-- Start of Available data --
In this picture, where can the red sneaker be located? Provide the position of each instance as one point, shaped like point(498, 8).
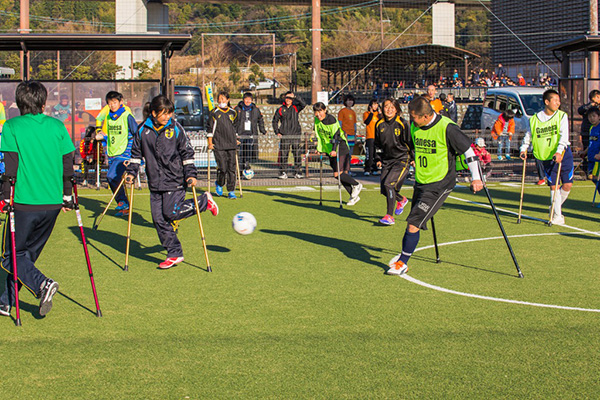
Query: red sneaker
point(211, 205)
point(170, 262)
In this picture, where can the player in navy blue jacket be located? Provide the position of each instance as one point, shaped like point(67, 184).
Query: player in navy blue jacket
point(169, 157)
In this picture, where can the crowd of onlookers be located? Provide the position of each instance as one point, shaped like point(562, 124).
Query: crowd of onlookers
point(478, 77)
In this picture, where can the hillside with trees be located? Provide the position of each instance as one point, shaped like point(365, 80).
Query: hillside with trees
point(235, 61)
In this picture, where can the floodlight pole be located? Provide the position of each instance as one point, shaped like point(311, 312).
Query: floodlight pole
point(316, 49)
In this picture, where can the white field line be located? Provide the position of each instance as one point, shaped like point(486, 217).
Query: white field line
point(497, 299)
point(523, 215)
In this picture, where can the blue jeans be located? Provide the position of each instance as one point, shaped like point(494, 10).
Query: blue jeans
point(504, 142)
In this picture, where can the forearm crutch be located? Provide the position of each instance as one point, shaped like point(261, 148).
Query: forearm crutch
point(11, 216)
point(208, 268)
point(321, 179)
point(97, 165)
point(129, 228)
point(85, 250)
point(437, 252)
point(97, 223)
point(522, 190)
point(512, 253)
point(208, 166)
point(237, 167)
point(556, 191)
point(597, 186)
point(337, 158)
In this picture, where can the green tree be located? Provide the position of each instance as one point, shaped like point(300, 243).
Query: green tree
point(256, 74)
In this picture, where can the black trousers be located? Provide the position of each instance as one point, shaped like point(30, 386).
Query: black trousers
point(369, 154)
point(32, 231)
point(226, 174)
point(285, 145)
point(246, 152)
point(166, 207)
point(392, 179)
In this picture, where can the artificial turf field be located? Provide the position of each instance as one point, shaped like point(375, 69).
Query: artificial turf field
point(302, 309)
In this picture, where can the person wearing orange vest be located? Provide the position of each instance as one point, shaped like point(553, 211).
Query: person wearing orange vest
point(436, 104)
point(370, 118)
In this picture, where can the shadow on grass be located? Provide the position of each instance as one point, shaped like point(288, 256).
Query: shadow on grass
point(432, 260)
point(352, 250)
point(136, 249)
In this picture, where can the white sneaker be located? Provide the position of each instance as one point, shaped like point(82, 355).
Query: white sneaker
point(353, 200)
point(397, 267)
point(558, 220)
point(356, 190)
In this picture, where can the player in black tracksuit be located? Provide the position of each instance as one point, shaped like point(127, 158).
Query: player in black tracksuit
point(250, 122)
point(169, 157)
point(392, 138)
point(286, 125)
point(222, 139)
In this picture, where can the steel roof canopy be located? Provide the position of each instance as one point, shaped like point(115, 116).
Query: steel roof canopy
point(578, 43)
point(99, 42)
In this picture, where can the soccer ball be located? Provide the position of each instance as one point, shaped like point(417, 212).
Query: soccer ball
point(248, 174)
point(244, 223)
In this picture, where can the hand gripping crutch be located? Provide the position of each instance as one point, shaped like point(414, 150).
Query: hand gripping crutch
point(126, 268)
point(337, 158)
point(597, 185)
point(237, 167)
point(512, 253)
point(556, 191)
point(321, 179)
point(97, 165)
point(208, 268)
point(85, 250)
point(522, 191)
point(11, 217)
point(437, 252)
point(97, 223)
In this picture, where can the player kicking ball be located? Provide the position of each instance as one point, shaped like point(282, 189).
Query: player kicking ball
point(436, 141)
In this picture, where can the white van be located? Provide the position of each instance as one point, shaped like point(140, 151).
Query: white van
point(524, 101)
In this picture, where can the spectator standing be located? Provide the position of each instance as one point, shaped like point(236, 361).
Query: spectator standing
point(436, 103)
point(584, 110)
point(250, 122)
point(370, 118)
point(452, 109)
point(120, 127)
point(62, 110)
point(286, 125)
point(503, 131)
point(347, 118)
point(30, 142)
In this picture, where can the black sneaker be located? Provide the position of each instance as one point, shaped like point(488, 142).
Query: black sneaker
point(5, 310)
point(49, 289)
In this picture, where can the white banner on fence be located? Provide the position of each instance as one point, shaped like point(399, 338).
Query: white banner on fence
point(200, 156)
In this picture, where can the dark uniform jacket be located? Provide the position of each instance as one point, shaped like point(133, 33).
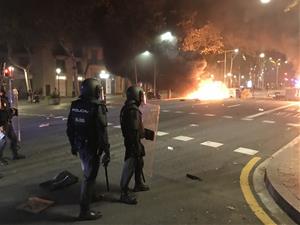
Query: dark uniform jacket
point(87, 126)
point(132, 129)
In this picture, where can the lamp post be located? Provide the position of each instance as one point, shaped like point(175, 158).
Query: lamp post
point(58, 71)
point(231, 61)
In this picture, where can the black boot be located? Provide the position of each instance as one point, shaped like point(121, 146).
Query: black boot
point(141, 187)
point(89, 215)
point(127, 199)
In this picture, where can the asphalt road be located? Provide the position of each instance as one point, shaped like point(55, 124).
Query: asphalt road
point(199, 138)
-- End of Available data --
Objective
Convert every line of the material above into a JSON list of strings, one string per line, with blank lines dropped. Leave the pictures out.

Result for this task
[
  "In this picture, where can the red sneaker be located? Provide the position of each instance as one point, shaped like point(498, 8).",
  "Query: red sneaker",
  "point(211, 205)",
  "point(170, 262)",
  "In this picture, where can the player in navy blue jacket be located? Provide the position of each instance as one point, shaped like point(67, 184).",
  "Query: player in navy blue jacket",
  "point(169, 157)",
  "In this picture, where can the crowd of onlookers be located? Provide the position of each instance as one point, shaped like point(562, 124).",
  "Query: crowd of onlookers",
  "point(478, 77)",
  "In this picture, where can the hillside with trees be located? Provide the position of each instance as one point, shaped like point(365, 80).",
  "Query: hillside with trees",
  "point(235, 61)",
  "In this picture, where can the floodlight pole be located? Provide the position of each instance as one point, shaped like point(311, 312).",
  "Query: floodlight pole",
  "point(316, 49)",
  "In this picture, where can the white field line be located? Provide the position of each instance as one point, shaped like point(486, 217).",
  "Query: white field line",
  "point(497, 299)",
  "point(523, 215)",
  "In this picture, where can the blue jeans be located? Provide the position of each instance as one point, shaped like point(494, 10).",
  "Query: blue jeans",
  "point(504, 142)",
  "In this picture, where can the forearm crutch be located? Provide the position of each instance as one point, shaped like point(261, 148).",
  "Query: forearm crutch",
  "point(11, 216)",
  "point(208, 268)",
  "point(321, 179)",
  "point(97, 165)",
  "point(129, 228)",
  "point(85, 250)",
  "point(437, 252)",
  "point(97, 223)",
  "point(522, 190)",
  "point(512, 253)",
  "point(208, 166)",
  "point(237, 167)",
  "point(556, 191)",
  "point(597, 186)",
  "point(337, 158)",
  "In this picture, where can the green tree be located? Provide the position of each instance as one point, shaped like point(300, 243).",
  "Query: green tree",
  "point(256, 74)",
  "In this picture, where can the black trousers be located? Provide the position of each instance as one point, shaped like point(30, 386).",
  "Query: black trousers",
  "point(369, 154)",
  "point(32, 231)",
  "point(226, 174)",
  "point(285, 145)",
  "point(246, 152)",
  "point(166, 207)",
  "point(392, 179)",
  "In this picture, where can the artificial turf field be located? Provide the position of each instance as one point, shaped like point(375, 69).",
  "Query: artificial turf field",
  "point(302, 309)",
  "In this picture, where can the person wearing orange vest be located? Provide the position of each instance as one point, shaped like point(553, 211).",
  "Query: person wearing orange vest",
  "point(436, 104)",
  "point(370, 118)",
  "In this picture, where can the shadow on grass be located? Provide the position of each instance as one point, shaped like point(288, 256).",
  "Query: shadow on grass",
  "point(432, 260)",
  "point(352, 250)",
  "point(136, 249)",
  "In this picture, where can the white sneaker be located? Provide the position of each instance as one point, shaped like point(82, 355).",
  "Query: white sneaker",
  "point(353, 200)",
  "point(397, 267)",
  "point(558, 220)",
  "point(356, 190)",
  "In this picture, where can the player in black tracksuit be located? Provide the position of each instance as one point, shaped like point(127, 158).",
  "Query: player in black tracksuit",
  "point(250, 122)",
  "point(169, 157)",
  "point(392, 138)",
  "point(286, 125)",
  "point(222, 139)",
  "In this picture, where can the steel roof canopy be located? Provide the position of each instance as one point, shaped like point(115, 116).",
  "Query: steel roof canopy",
  "point(578, 43)",
  "point(99, 42)",
  "In this picture, where can the soccer ball be located? Provide the position of each instance as one point, shaped like point(417, 212).",
  "Query: soccer ball",
  "point(248, 174)",
  "point(244, 223)",
  "In this picture, where can the hand gripping crutch be located? Provide the position of each instance as one point, shaped like point(414, 150).",
  "Query: hand gripping crutch",
  "point(126, 268)",
  "point(337, 158)",
  "point(597, 185)",
  "point(237, 167)",
  "point(512, 253)",
  "point(556, 191)",
  "point(321, 179)",
  "point(97, 165)",
  "point(208, 268)",
  "point(85, 250)",
  "point(522, 191)",
  "point(11, 217)",
  "point(437, 252)",
  "point(97, 223)",
  "In this picture, where can the player kicking ball be located? Provide the position of each instance as one point, shaped like point(282, 189).",
  "Query: player kicking ball",
  "point(436, 141)",
  "In this picture, where can the white van be located? Provide the position of each instance as one point, shaped like point(140, 151).",
  "Query: white van",
  "point(524, 101)",
  "In this picture, where can the spectator standing be located? Provide the position of each instance as one point, shaped like point(236, 361).",
  "Query: spectator standing",
  "point(436, 103)",
  "point(584, 110)",
  "point(250, 122)",
  "point(370, 118)",
  "point(452, 109)",
  "point(120, 127)",
  "point(62, 110)",
  "point(286, 125)",
  "point(503, 131)",
  "point(347, 118)",
  "point(30, 142)",
  "In this picture, where can the black sneaker be located? Provide the position of each instance as one point, shaped like point(488, 142).",
  "Query: black sneaker",
  "point(5, 310)",
  "point(49, 289)",
  "In this picture, where can the white banner on fence be located? Provide the position of each instance as one point, shaped like point(399, 338).",
  "Query: white banner on fence",
  "point(200, 156)",
  "In this picture, where can the dark uniform jacket be located? Provide the position of each instance as one point, shaped like point(133, 33).",
  "Query: dark uniform jacket",
  "point(87, 126)",
  "point(132, 129)",
  "In this picture, where can the lamp post be located? Provide the position of each instance as one point, shaped like point(175, 158).",
  "Query: lamp post",
  "point(58, 71)",
  "point(231, 61)",
  "In this picture, where can the black boot be located? Provide the position of each instance as one point, shaped like point(121, 146).",
  "Query: black boot",
  "point(141, 187)",
  "point(89, 215)",
  "point(127, 199)",
  "In this picture, where can the asphalt road be located? Provide the position of each instance as one point, shaped like point(55, 124).",
  "Query: asphalt road",
  "point(199, 138)"
]